*Supplied entries*.

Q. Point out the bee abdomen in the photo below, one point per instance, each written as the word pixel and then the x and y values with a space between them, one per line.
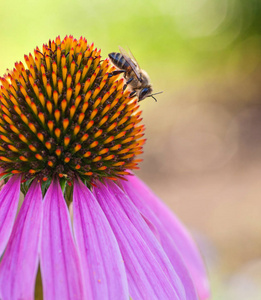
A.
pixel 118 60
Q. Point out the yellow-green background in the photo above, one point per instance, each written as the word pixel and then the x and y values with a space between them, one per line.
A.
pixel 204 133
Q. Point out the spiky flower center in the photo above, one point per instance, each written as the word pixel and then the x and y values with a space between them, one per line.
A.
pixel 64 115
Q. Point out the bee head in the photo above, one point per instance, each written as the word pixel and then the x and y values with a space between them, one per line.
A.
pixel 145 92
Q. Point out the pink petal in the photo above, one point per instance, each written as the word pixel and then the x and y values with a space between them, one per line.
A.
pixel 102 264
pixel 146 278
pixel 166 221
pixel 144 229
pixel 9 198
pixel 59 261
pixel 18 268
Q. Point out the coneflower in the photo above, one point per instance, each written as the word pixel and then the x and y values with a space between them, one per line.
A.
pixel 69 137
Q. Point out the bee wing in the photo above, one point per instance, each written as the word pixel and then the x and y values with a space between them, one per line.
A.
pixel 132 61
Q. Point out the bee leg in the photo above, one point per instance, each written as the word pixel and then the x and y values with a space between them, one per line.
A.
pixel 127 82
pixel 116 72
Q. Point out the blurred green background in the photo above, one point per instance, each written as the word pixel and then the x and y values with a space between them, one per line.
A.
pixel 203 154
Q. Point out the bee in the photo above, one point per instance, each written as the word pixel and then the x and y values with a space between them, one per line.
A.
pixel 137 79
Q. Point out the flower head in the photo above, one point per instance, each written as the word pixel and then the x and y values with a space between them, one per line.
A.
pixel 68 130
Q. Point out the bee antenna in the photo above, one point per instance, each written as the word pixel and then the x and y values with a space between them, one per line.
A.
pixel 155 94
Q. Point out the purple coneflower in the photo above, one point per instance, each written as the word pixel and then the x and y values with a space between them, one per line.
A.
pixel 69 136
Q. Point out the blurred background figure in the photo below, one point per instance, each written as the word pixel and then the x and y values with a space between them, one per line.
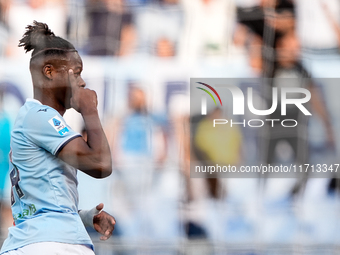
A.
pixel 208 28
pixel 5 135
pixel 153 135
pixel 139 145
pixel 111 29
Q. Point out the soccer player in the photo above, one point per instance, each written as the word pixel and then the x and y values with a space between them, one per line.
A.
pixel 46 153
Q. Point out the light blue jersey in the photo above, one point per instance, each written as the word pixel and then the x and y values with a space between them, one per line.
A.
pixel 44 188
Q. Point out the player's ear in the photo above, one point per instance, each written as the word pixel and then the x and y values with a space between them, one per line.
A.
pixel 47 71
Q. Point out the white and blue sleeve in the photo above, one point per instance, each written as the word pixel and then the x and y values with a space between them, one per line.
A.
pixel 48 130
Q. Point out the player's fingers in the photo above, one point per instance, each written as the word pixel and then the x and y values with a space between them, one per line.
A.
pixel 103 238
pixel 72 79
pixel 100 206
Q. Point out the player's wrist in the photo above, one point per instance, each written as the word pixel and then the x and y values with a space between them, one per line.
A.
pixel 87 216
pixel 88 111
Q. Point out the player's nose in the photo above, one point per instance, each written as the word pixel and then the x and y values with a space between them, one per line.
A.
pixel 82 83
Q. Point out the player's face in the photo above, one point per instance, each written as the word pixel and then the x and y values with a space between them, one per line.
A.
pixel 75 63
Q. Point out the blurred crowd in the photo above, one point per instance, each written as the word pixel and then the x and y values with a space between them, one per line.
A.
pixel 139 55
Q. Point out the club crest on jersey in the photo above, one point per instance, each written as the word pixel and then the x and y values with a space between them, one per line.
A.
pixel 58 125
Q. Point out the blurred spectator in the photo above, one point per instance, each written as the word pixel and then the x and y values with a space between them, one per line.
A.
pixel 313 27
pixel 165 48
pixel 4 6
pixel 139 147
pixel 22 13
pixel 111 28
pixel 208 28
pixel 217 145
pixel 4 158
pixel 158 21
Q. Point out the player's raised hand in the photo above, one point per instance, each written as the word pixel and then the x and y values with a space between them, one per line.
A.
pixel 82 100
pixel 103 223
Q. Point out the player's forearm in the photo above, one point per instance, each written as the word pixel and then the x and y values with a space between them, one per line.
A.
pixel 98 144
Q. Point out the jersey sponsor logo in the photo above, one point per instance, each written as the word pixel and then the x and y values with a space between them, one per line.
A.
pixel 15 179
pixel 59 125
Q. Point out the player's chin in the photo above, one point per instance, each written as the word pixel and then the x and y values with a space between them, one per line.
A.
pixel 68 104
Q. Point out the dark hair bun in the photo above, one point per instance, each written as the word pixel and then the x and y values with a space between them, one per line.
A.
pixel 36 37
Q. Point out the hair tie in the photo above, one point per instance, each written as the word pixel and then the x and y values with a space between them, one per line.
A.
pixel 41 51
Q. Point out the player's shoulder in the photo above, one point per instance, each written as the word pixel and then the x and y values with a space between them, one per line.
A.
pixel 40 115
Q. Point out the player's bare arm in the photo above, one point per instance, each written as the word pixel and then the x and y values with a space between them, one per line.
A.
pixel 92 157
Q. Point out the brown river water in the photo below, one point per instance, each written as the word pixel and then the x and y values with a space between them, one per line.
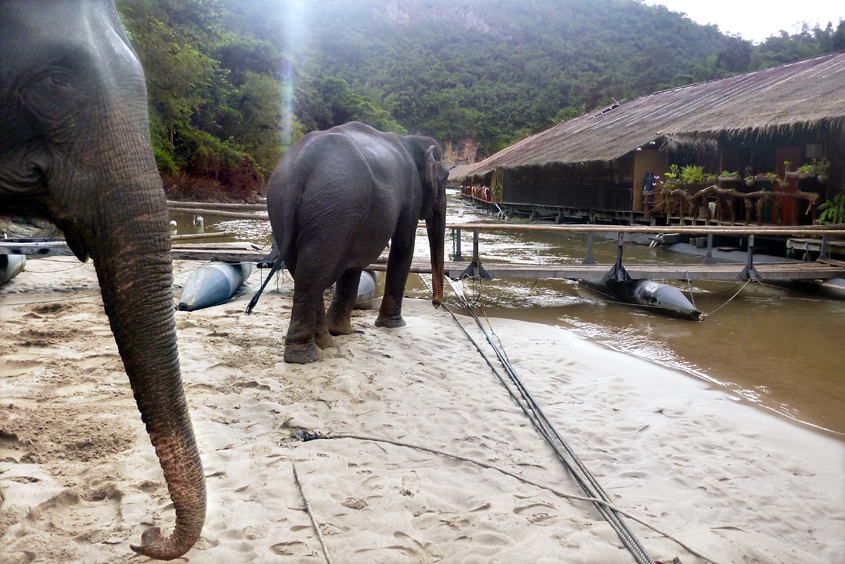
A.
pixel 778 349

---

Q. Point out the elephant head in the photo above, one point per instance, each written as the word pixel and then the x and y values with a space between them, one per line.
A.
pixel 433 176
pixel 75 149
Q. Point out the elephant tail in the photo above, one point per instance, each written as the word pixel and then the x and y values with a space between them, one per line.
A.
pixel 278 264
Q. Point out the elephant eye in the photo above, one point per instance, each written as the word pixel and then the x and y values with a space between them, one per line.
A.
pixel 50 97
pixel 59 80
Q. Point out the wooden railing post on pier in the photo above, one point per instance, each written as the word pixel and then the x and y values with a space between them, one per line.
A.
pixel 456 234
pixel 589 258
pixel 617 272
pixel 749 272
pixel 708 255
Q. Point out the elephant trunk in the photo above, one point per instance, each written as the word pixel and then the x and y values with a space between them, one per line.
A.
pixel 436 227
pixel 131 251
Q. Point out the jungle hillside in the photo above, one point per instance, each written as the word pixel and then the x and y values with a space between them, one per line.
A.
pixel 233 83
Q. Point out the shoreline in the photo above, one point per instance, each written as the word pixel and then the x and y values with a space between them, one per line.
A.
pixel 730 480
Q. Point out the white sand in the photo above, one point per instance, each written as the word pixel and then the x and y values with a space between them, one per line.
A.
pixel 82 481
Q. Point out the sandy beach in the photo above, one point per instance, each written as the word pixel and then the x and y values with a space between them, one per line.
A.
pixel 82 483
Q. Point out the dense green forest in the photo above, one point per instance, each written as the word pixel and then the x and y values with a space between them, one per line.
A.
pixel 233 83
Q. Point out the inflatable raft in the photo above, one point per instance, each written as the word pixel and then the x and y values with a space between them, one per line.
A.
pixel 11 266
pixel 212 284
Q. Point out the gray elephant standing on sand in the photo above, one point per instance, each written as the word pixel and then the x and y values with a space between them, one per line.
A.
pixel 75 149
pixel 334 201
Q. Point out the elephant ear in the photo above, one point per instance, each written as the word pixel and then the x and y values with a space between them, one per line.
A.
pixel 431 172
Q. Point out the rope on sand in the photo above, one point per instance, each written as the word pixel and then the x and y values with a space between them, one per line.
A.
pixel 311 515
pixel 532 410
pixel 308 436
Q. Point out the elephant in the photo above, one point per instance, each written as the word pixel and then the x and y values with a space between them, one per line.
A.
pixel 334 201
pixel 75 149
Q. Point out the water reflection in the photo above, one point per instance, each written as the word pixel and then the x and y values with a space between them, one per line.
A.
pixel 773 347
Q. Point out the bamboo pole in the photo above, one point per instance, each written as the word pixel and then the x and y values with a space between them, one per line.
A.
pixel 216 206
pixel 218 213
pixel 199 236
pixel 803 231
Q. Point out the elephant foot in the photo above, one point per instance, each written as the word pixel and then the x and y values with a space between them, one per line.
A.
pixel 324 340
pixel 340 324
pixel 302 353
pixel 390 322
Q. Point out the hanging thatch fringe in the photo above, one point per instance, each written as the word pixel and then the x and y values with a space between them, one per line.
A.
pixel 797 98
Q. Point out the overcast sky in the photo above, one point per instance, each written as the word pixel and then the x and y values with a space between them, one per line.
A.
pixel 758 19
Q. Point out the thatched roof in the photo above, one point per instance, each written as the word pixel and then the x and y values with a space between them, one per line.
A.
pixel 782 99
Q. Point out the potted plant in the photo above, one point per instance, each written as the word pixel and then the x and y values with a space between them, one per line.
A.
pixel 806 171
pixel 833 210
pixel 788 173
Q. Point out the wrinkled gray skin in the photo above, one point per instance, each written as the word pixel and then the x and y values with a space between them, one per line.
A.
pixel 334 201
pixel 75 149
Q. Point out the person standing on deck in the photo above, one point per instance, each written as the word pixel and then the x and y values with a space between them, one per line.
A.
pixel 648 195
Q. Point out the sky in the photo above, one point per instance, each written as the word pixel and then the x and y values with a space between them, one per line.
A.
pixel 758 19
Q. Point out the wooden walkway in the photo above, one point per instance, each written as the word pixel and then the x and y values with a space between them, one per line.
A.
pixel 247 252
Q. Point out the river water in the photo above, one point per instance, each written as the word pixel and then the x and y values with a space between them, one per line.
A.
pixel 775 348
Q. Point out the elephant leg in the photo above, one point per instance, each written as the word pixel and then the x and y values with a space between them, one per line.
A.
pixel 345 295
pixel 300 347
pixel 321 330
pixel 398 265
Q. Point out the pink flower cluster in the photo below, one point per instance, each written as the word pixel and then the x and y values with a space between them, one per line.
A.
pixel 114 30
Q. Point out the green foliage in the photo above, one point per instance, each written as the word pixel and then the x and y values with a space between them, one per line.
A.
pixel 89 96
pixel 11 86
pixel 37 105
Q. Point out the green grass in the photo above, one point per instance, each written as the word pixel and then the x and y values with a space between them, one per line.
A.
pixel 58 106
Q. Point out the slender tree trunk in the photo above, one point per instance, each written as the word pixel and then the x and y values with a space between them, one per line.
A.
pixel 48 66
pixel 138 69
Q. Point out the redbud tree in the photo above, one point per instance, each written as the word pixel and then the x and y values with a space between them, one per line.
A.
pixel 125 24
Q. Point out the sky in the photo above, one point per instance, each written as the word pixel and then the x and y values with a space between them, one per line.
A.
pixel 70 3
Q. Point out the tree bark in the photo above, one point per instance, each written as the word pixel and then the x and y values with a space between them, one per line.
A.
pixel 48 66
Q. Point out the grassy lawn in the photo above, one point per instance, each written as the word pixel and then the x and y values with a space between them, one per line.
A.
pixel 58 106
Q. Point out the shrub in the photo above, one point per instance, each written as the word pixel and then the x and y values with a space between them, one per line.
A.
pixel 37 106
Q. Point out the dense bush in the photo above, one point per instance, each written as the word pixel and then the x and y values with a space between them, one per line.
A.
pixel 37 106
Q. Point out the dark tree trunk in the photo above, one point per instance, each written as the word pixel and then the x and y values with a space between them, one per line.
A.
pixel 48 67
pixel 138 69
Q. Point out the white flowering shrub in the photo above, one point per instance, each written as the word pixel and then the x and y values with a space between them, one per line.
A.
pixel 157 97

==

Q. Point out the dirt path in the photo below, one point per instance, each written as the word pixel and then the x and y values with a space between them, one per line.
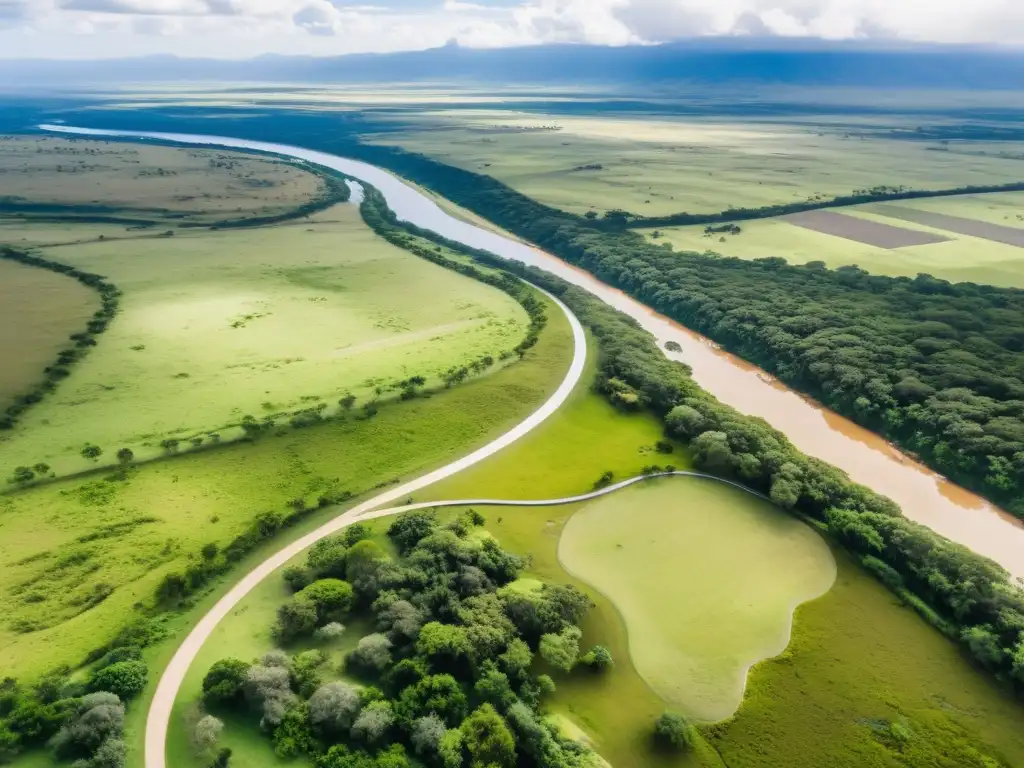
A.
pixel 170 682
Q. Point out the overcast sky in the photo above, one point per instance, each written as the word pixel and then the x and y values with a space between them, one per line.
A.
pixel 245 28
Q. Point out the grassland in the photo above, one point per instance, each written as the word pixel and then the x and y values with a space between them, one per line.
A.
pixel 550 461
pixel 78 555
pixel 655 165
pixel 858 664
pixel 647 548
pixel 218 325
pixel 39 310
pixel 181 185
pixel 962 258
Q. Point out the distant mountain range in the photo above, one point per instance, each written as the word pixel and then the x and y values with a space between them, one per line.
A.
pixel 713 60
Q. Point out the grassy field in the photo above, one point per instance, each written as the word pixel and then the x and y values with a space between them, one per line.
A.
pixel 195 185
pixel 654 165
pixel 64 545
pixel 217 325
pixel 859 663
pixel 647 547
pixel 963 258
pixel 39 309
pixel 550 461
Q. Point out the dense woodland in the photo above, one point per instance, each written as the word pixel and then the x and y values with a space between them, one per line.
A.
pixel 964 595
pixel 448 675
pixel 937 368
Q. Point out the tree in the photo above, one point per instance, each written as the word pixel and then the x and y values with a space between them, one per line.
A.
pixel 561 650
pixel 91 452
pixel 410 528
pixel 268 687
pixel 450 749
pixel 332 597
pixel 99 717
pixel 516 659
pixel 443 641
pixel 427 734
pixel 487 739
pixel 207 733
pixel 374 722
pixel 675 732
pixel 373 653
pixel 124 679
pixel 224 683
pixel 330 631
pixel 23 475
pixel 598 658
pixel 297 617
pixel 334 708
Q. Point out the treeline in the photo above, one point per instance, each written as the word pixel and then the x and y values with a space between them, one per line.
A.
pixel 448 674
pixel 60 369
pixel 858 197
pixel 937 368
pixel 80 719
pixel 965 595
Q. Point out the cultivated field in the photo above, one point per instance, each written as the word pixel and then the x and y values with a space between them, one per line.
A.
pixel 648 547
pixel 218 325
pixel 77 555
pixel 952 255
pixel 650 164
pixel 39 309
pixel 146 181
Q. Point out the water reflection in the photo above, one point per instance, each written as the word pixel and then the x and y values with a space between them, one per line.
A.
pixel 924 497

*Problem requirements*. Lay out the record lines between the line holding "Q. Point out the grassland" and the line holding "pixel 713 60", inclusive, as a Markdown table with the columns Row and Line text. Leave out blank lines.

*Final result*.
| Row | Line text |
|---|---|
| 1 | Q. Point out the grassland in the photo above, one point per instance, each written as the word pixel and then the x and y values with a space between them, one per line. |
| 2 | A. |
| 3 | pixel 550 461 |
| 4 | pixel 78 555 |
| 5 | pixel 655 165 |
| 6 | pixel 858 664 |
| 7 | pixel 647 548 |
| 8 | pixel 218 325 |
| 9 | pixel 39 310 |
| 10 | pixel 181 185 |
| 11 | pixel 962 258 |
| 12 | Q. Point out the distant mountain range in the photo above, one point per instance, each written as the word pixel and then the x and y values with a space between them, one per line. |
| 13 | A. |
| 14 | pixel 713 60 |